Text excerpt:
Dr Ranjith Laxman Wijayawardana (Sinhala රංජිත් ලක්ෂ්මන් විජේවර්ධන; 15 January 1955 – 8 April 2018) was a Sri Lankan physicist and the Chairman of Atomic Energy Authority (AEA) of Sri Lanka. Specialising in nuclear physics, he was also a senior lecturer at the University of Peradeniya.

He was a product of Thalavitiya Village School Eppawala, Dharmapala Vidyalaya Pannipitiya and Nalanda College Colombo. After being a brilliant student at Nalanda College Colombo he gained admission to University of Peradeniya Science Faculty and graduated with Bachelor of Science Degree in Physics with a First Class Honour in July 1977.

During 1980 - 1986 he was awarded a Fulbright scholarship for post graduate studies at the Department of Physics, State University of New York, Albany, USA and during that time he obtained M.Sc in Physics and Ph.D in Experimental High Energy Physics from the same university.

Data extract:
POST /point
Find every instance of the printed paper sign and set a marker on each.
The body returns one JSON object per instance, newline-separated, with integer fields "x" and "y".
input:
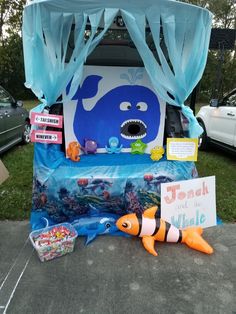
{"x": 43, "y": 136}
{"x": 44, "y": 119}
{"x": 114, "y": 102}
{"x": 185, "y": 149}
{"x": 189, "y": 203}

---

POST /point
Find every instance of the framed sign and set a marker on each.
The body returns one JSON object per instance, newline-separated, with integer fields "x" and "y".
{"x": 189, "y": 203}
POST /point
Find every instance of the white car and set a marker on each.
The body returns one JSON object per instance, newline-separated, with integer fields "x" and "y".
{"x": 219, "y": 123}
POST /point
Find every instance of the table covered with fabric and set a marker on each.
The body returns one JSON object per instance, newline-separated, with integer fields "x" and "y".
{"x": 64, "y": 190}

Problem description: Quote the passage of the Sri Lankan physicist's biography between "Dr Ranjith Laxman" and "University of Peradeniya.", inclusive.

Response for this exercise:
Dr Ranjith Laxman Wijayawardana (Sinhala රංජිත් ලක්ෂ්මන් විජේවර්ධන; 15 January 1955 – 8 April 2018) was a Sri Lankan physicist and the Chairman of Atomic Energy Authority (AEA) of Sri Lanka. Specialising in nuclear physics, he was also a senior lecturer at the University of Peradeniya.